#### Shape annotation lines
>> Begin

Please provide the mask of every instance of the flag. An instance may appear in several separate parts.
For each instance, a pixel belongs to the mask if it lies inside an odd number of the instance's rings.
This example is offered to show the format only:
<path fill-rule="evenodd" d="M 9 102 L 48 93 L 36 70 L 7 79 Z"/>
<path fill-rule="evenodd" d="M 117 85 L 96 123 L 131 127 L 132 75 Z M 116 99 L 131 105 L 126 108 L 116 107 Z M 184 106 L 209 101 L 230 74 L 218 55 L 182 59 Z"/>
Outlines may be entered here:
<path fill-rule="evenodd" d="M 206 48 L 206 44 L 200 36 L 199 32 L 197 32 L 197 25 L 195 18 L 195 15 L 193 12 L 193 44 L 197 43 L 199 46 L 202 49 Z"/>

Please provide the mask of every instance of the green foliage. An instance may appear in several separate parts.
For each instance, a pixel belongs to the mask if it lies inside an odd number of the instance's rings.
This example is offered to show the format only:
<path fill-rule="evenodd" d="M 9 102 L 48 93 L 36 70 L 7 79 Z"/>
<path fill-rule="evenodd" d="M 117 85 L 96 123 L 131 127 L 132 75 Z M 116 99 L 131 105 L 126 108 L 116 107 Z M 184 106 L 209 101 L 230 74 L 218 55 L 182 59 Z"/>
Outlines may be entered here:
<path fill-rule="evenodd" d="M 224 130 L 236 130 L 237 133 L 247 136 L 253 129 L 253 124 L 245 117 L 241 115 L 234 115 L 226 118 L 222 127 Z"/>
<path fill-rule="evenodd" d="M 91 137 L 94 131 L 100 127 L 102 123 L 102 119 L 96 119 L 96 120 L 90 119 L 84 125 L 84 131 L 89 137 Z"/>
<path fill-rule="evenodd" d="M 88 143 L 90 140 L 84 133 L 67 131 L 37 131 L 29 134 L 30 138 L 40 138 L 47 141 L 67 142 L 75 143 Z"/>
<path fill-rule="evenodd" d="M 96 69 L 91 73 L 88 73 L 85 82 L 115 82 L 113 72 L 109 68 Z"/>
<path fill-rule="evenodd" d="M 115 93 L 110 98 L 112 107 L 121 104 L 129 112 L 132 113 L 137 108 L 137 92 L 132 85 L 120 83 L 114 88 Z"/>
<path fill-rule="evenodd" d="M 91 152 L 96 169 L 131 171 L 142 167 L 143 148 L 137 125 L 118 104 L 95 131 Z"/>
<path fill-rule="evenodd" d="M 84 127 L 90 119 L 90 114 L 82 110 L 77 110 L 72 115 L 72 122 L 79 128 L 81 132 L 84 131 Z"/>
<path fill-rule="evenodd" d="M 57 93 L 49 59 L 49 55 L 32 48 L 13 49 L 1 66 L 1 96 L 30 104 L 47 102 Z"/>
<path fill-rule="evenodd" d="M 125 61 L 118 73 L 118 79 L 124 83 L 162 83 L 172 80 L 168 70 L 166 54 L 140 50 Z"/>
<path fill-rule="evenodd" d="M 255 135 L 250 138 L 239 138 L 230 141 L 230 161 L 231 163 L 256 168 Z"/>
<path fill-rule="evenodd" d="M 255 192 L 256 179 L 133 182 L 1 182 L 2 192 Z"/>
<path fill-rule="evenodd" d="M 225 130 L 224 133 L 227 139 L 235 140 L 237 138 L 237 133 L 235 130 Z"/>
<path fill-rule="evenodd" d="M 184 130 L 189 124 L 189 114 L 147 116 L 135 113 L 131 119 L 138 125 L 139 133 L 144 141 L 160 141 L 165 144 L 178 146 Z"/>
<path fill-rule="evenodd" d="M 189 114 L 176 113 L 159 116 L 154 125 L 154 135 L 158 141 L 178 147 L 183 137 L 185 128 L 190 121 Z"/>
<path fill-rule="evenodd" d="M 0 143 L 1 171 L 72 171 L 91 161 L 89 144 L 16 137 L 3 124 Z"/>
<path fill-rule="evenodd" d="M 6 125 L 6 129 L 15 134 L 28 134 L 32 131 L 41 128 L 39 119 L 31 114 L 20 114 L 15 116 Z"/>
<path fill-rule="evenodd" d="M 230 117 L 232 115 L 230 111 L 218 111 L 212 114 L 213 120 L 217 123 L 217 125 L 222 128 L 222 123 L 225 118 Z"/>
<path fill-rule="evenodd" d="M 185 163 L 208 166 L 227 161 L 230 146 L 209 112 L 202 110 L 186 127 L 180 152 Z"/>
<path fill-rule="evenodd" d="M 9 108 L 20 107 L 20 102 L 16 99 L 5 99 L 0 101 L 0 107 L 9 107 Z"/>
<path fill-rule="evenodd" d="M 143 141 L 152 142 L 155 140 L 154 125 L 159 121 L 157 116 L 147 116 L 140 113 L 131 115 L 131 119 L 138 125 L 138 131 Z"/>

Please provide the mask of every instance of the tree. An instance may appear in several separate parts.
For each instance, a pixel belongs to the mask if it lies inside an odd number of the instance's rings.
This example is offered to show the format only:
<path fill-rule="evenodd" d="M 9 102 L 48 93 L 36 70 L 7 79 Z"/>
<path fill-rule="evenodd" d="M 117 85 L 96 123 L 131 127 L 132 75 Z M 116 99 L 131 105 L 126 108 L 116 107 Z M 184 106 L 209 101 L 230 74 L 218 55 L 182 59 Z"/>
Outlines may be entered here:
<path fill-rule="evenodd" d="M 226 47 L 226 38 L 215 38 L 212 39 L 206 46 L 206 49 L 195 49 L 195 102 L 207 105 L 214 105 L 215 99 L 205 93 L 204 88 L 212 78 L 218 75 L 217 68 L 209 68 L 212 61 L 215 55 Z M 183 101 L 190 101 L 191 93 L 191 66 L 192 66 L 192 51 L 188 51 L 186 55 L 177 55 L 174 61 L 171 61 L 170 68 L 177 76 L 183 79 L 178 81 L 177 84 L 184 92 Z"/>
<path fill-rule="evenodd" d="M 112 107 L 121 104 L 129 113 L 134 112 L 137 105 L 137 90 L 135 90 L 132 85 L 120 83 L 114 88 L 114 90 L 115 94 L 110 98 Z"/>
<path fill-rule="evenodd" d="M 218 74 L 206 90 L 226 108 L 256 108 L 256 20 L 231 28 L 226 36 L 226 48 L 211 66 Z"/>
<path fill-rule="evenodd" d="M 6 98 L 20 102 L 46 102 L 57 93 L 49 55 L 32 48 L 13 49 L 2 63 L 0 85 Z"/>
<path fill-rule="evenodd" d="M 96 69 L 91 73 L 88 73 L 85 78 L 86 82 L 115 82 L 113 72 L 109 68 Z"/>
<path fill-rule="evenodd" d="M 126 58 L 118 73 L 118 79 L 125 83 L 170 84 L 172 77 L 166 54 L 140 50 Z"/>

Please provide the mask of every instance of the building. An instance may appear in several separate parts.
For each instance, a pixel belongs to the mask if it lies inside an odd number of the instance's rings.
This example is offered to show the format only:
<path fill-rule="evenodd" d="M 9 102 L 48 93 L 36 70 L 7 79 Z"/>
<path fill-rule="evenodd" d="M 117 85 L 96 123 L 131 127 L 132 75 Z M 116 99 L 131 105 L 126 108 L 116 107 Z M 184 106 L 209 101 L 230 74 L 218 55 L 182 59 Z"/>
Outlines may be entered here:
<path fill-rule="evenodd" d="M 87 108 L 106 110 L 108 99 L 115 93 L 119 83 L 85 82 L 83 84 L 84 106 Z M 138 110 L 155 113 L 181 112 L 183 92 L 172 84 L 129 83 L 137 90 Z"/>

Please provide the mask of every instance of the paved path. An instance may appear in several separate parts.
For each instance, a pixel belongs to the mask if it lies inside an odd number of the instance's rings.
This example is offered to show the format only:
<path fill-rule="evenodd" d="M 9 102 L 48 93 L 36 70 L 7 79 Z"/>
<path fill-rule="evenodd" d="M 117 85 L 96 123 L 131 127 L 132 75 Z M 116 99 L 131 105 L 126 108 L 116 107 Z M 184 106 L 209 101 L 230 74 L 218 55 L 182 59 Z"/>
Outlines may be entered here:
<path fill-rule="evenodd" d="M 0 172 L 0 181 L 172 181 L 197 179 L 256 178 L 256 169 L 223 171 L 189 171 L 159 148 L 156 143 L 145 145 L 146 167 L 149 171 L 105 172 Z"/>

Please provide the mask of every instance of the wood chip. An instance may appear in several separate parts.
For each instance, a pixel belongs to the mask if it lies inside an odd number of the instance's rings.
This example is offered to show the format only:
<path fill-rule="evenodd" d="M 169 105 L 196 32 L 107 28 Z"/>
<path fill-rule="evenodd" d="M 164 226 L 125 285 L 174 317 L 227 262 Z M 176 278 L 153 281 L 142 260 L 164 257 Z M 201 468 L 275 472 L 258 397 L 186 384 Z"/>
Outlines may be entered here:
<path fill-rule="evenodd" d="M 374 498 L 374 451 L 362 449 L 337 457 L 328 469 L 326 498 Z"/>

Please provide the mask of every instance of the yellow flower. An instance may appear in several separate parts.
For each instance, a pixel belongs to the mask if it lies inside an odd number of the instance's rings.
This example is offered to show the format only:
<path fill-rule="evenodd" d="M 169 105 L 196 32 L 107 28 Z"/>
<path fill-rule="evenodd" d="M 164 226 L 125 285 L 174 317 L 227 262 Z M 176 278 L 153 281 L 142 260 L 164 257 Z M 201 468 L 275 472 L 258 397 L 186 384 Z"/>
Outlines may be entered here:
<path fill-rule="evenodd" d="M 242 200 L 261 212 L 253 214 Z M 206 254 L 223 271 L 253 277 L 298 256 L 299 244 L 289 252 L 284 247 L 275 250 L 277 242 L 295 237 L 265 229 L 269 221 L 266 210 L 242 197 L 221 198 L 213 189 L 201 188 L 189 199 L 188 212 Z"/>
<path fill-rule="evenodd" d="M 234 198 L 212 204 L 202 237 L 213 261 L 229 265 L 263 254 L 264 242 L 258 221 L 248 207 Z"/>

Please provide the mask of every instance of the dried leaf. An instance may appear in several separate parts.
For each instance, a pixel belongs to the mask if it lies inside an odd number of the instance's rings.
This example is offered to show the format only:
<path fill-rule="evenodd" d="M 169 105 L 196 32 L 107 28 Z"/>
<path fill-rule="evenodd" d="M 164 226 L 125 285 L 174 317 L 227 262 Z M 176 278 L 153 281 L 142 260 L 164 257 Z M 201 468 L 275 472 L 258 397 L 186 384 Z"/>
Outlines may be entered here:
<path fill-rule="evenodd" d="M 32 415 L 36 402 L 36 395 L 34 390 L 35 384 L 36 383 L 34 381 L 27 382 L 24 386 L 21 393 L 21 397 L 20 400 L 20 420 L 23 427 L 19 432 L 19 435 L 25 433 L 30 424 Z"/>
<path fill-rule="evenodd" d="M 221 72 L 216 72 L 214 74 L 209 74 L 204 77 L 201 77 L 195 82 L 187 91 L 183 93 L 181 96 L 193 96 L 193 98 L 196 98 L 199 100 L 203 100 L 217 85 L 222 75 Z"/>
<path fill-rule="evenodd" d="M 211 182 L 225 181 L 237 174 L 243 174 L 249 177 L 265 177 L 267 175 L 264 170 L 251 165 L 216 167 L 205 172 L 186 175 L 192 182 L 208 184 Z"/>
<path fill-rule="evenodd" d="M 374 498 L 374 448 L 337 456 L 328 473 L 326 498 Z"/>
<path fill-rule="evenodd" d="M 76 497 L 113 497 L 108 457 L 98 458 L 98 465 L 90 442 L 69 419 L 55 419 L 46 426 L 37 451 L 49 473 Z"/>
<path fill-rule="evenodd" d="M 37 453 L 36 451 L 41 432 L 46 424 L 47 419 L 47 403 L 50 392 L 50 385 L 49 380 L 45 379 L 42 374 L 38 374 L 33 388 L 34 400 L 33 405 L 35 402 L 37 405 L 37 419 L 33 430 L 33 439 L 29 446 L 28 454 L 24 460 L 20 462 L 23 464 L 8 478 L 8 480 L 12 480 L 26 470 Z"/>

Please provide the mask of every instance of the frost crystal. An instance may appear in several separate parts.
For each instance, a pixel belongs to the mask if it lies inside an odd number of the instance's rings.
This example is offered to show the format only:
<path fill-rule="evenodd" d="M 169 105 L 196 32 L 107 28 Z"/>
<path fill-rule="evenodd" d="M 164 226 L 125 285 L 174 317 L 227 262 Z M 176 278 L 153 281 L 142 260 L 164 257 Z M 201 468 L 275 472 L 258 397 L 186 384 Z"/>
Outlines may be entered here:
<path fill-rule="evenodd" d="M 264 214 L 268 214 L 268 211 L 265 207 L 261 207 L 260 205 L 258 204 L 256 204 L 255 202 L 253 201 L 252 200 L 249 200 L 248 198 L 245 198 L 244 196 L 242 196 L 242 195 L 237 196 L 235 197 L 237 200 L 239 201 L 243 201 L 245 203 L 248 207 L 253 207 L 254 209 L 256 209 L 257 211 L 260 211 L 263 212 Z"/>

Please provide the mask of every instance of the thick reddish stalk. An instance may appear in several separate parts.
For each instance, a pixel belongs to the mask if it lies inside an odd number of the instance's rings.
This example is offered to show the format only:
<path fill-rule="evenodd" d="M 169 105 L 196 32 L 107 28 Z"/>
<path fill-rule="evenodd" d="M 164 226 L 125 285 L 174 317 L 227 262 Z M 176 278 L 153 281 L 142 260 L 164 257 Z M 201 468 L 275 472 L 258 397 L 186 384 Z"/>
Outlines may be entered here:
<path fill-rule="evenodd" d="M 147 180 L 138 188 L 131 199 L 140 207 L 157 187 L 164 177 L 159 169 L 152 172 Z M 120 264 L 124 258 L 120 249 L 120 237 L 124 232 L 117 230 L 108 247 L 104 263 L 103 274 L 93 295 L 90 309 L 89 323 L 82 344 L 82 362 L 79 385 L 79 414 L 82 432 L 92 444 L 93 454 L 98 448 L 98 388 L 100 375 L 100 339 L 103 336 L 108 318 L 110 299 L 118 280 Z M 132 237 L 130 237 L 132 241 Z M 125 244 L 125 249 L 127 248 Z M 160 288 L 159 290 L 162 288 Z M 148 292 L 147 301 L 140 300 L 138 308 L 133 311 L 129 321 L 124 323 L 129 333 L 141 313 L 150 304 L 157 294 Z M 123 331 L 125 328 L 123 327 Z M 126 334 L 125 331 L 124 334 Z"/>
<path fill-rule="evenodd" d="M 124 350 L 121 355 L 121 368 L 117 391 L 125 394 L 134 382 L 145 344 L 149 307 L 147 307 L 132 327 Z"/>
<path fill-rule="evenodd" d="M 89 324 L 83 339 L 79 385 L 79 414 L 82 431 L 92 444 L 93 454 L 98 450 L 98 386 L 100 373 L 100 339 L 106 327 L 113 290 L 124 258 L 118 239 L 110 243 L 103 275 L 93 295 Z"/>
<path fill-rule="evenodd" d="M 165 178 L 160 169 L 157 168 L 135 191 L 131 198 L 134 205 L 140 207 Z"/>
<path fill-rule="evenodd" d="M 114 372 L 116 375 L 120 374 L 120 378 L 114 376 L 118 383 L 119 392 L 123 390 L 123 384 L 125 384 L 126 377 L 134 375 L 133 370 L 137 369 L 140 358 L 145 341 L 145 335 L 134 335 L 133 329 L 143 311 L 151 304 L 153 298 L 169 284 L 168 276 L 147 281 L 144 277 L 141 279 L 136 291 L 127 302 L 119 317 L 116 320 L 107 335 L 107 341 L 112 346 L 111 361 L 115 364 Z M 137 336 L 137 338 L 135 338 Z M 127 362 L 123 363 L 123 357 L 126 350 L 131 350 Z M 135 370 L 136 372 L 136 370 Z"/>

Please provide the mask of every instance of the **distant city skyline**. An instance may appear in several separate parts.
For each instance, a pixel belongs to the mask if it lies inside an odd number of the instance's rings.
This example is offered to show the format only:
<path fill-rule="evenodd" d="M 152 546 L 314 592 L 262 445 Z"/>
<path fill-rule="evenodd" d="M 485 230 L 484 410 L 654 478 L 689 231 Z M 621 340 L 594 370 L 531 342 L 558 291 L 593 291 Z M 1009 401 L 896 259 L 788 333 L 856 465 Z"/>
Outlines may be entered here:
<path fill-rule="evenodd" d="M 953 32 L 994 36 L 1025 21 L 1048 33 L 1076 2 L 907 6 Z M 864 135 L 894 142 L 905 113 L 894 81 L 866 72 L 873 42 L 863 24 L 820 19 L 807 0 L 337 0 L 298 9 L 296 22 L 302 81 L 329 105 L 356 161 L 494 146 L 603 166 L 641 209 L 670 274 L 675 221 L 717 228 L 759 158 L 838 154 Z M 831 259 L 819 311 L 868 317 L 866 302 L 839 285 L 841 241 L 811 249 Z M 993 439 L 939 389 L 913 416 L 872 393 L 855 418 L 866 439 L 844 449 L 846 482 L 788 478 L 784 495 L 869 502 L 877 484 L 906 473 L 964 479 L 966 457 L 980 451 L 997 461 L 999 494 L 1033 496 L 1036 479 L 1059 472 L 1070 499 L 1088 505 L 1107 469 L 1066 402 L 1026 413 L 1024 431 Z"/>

>> End

#### Job
Can you copy out, character for character, the lines above from the one with "Please provide the mask of every instance of the dried" to the one with "76 497 L 113", both of those included?

#### Solution to the exercise
Please provide the mask of every instance of the dried leaf. An instance may appear in several separate parts.
For each instance, a pixel belongs to the mask if it lies inside an odd number of the instance's rings.
This example is offered to show the format only:
<path fill-rule="evenodd" d="M 169 105 L 196 32 L 107 28 Z"/>
<path fill-rule="evenodd" d="M 164 226 L 125 285 L 174 317 L 227 262 Z M 176 278 L 153 281 L 142 260 L 164 257 Z M 201 468 L 275 472 L 258 397 L 186 384 Z"/>
Outlines may be entered here:
<path fill-rule="evenodd" d="M 32 415 L 36 402 L 36 395 L 34 390 L 35 384 L 36 383 L 34 381 L 27 382 L 24 386 L 21 393 L 21 397 L 20 400 L 20 420 L 23 427 L 19 432 L 19 435 L 25 433 L 30 424 Z"/>
<path fill-rule="evenodd" d="M 221 72 L 216 72 L 214 74 L 209 74 L 204 77 L 201 77 L 195 82 L 187 91 L 183 93 L 181 96 L 193 96 L 193 98 L 196 98 L 199 100 L 203 100 L 217 85 L 222 75 Z"/>
<path fill-rule="evenodd" d="M 211 182 L 225 181 L 237 174 L 243 174 L 249 177 L 265 177 L 267 175 L 264 170 L 251 165 L 216 167 L 205 172 L 186 175 L 192 182 L 208 184 Z"/>
<path fill-rule="evenodd" d="M 374 498 L 374 448 L 337 456 L 328 473 L 326 498 Z"/>
<path fill-rule="evenodd" d="M 76 497 L 113 497 L 108 457 L 98 458 L 98 465 L 90 442 L 69 419 L 55 419 L 46 426 L 37 451 L 49 473 Z"/>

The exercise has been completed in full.